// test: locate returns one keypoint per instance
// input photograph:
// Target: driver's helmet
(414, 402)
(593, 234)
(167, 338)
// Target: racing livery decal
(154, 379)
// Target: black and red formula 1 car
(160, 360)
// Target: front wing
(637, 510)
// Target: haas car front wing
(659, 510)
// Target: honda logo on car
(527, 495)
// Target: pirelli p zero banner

=== Exercise goal ===
Going from the line that contains "Target: driver's helmet" to the last line of the records, reproduce every line as written.

=== Solution for this problem ===
// Target: driver's helmet
(414, 402)
(593, 234)
(167, 338)
// Target: racing livery decal
(154, 379)
// Target: black and red formula 1 car
(160, 360)
// Target: front wing
(637, 510)
// Target: haas car front wing
(659, 510)
// Target: honda logo on car
(527, 495)
// Target: pirelli p zero banner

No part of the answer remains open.